PORTLAND, Maine (AP) _ A photograph of a nude father and son is pornographic, say federal officials who seized the print and want to destroy it, even though it has been widely exhibited and published as a work of art.

″It’s not an obscene photograph - not even close,″ said Robert E. Mittel, a Portland lawyer who is fighting to get the picture by photographer Walter Chappell out of the hands of authorities.

U.S. Attorney Richard S. Cohen has a different view of the black and white print, called ″Father and son,″ which was taken in the early 1960s and shows Chappell in the nude with an erect penis as he holds his infant son.

″I’m not an artist,″ Cohen said Friday. ″I’m generally very liberal on these things, but I do personally find it quite offensive.″

The signed picture of Chappell, who lives in El Rito, N.M., was seized this winter by U.S. Customs officials at the Canadian border crossing in Houlton.

Two friends of the owner, Birgit Lenderink, were trying to take the picture from Ms. Lenderink’s old home in Canada to her current home at a meditation center in Vermont. Mittel would not say where his client lives because she does not want to be bothered by reporters.

Once the picture was confiscated, Assistant U.S. Attorney Jonathan Chapman filed an action titled ″United States of America v. One Obscene Photograph.″ Chapman is seeking permanent federal custody of the print so it can be destroyed.

″The defendant is a mounted and framed photograph which is a lascivious exhibition of adult male genitals touching a young child,″ says Chapman’s filing, which calls the picture ″obscene and immoral.″

At the Museum of Modern Art in New York, a curator of photography found the federal action disturbing.

″This picture has been around for nearly 30 years,″ Peter Galassi said by telephone. ″In the photographic world, it’s a picture that’s been known for a long time, along with other pictures by Chappell. It’s very surprising to see all of a sudden that the U.S. government is upset by this picture.″

The print has appeared in a coffee-table picture book of American nude photography published by Harper & Row, Mittel and Galassi said.

″Harper & Row does not publish pornography,″ Mittel said.

No court dates have been set. Cohen’s office has sent a copy of the photograph to the obscenity unit at the Justice Department to see what officials there think.

▬▬▬

* **EXERCISE A**:
Count the lines of the records that contain the string "detect", and reply with only that number.

* **DATASET RECORDS**:

▬▬▬

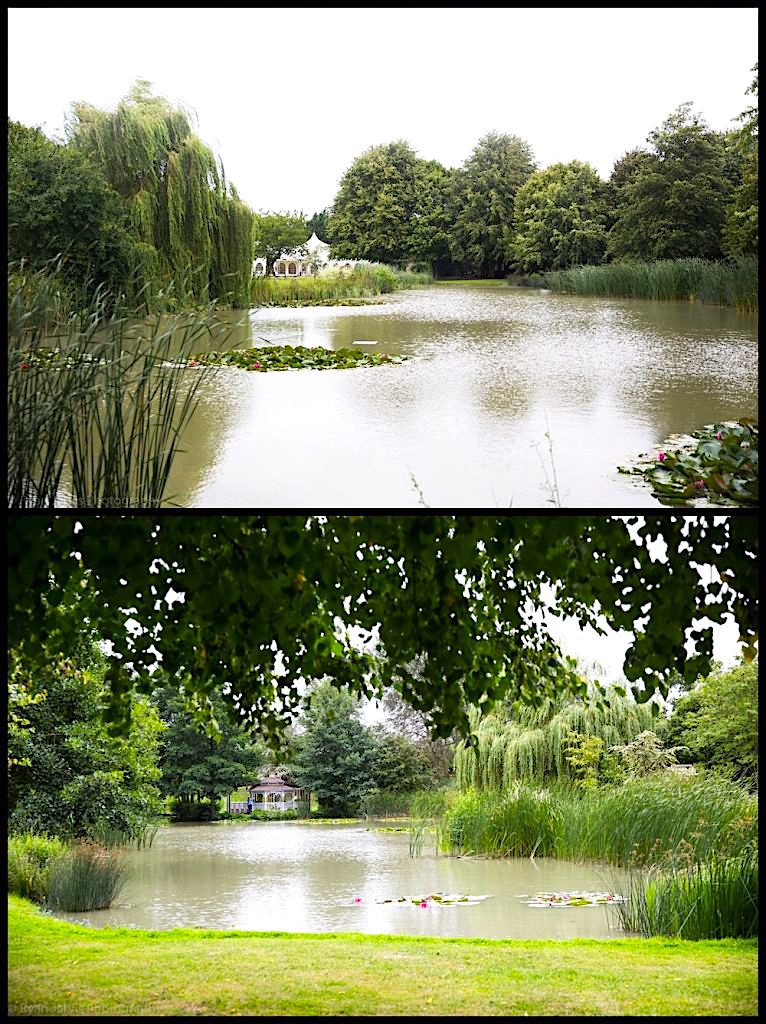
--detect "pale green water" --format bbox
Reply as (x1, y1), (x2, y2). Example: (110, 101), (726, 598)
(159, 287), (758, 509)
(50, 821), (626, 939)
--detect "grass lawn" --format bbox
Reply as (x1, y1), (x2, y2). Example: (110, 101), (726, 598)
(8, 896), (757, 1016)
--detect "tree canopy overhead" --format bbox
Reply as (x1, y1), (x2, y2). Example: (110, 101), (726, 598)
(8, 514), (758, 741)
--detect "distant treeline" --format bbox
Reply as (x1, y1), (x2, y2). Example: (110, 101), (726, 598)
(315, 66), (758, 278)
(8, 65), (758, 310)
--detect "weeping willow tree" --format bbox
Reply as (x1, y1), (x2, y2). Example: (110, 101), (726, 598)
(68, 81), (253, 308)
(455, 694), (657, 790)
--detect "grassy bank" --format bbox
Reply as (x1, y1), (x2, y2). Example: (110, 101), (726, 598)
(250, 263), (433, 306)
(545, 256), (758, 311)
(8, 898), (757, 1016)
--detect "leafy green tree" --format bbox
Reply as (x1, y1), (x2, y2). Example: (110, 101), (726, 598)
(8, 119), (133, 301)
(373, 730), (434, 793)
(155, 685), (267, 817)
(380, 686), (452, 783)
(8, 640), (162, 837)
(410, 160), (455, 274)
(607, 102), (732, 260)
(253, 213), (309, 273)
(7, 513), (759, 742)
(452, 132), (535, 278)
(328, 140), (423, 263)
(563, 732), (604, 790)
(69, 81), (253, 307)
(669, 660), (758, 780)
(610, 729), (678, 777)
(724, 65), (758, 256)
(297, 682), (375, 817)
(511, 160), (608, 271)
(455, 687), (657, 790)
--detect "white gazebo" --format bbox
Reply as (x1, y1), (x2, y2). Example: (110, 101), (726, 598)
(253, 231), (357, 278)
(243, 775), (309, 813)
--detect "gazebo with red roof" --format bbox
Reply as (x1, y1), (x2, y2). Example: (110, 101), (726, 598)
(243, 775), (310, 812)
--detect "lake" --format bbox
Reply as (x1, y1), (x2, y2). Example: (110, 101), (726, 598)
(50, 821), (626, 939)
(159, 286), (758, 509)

▬▬▬

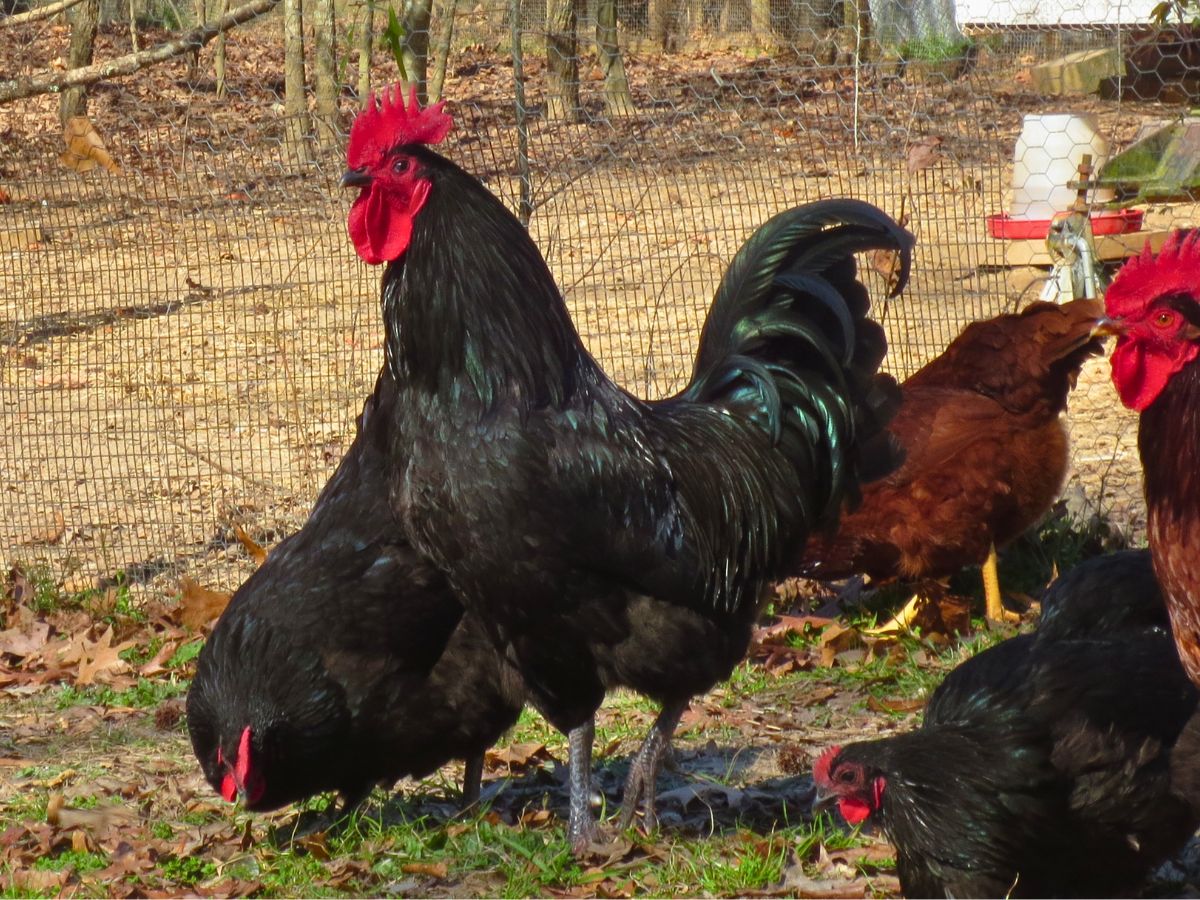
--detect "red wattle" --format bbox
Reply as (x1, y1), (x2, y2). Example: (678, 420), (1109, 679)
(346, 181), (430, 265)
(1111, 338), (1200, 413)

▬▬▬

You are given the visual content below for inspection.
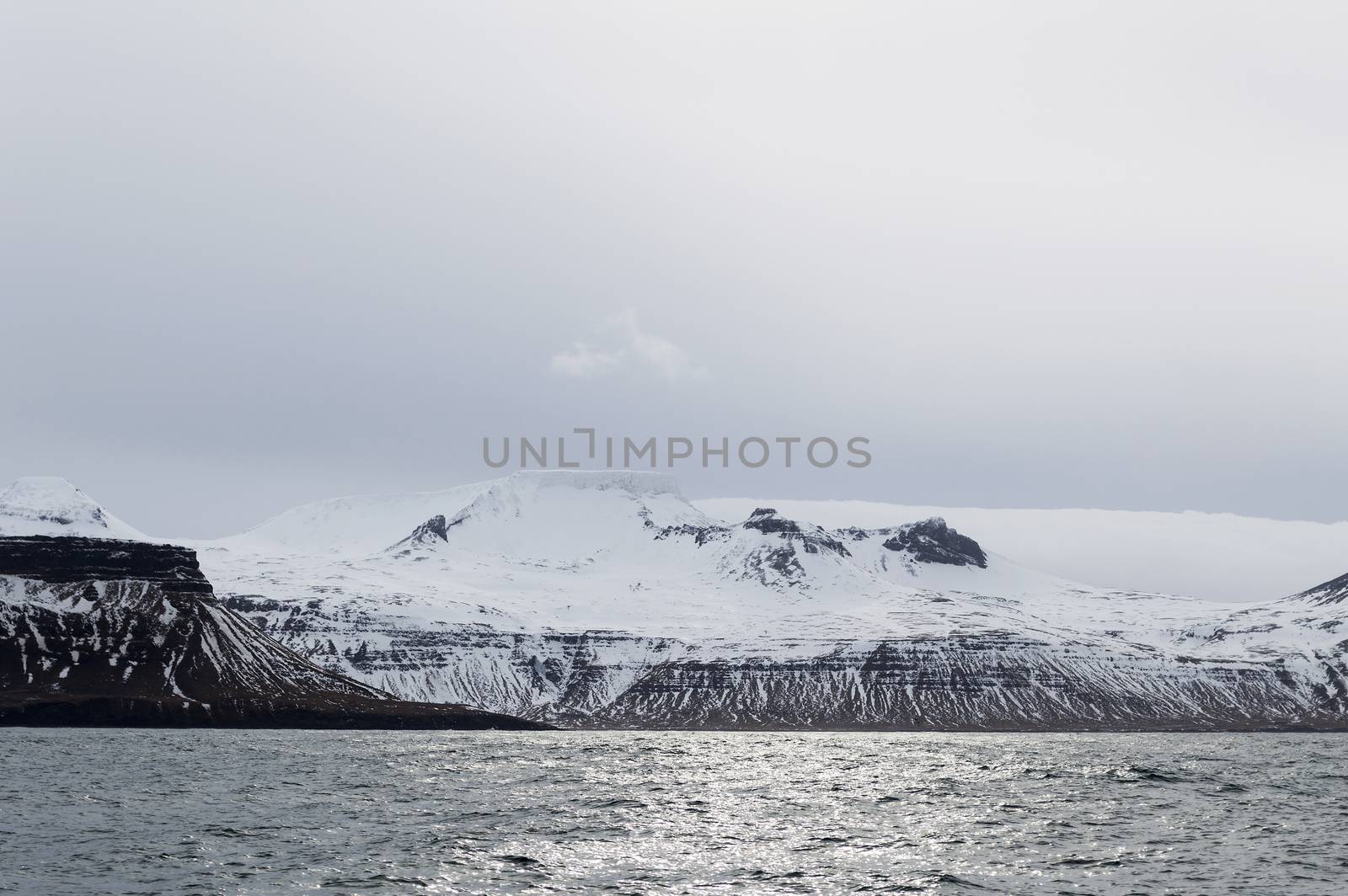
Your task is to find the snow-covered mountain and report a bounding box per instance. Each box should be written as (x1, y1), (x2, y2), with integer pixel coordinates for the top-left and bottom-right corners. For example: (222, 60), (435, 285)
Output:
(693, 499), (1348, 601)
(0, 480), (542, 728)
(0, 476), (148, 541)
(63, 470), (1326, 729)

▬▬▬

* **EXERCISE B**:
Rewrite the passage of the article about the seized photograph from "Once the picture" up to and including "federal action disturbing.", replacing "filing" with "complaint".

* **TASK ANSWER A**:
11

* **TASK ANSWER B**:
Once the picture was confiscated, Assistant U.S. Attorney Jonathan Chapman filed an action titled ″United States of America v. One Obscene Photograph.″ Chapman is seeking permanent federal custody of the print so it can be destroyed.

″The defendant is a mounted and framed photograph which is a lascivious exhibition of adult male genitals touching a young child,″ says Chapman’s complaint, which calls the picture ″obscene and immoral.″

At the Museum of Modern Art in New York, a curator of photography found the federal action disturbing.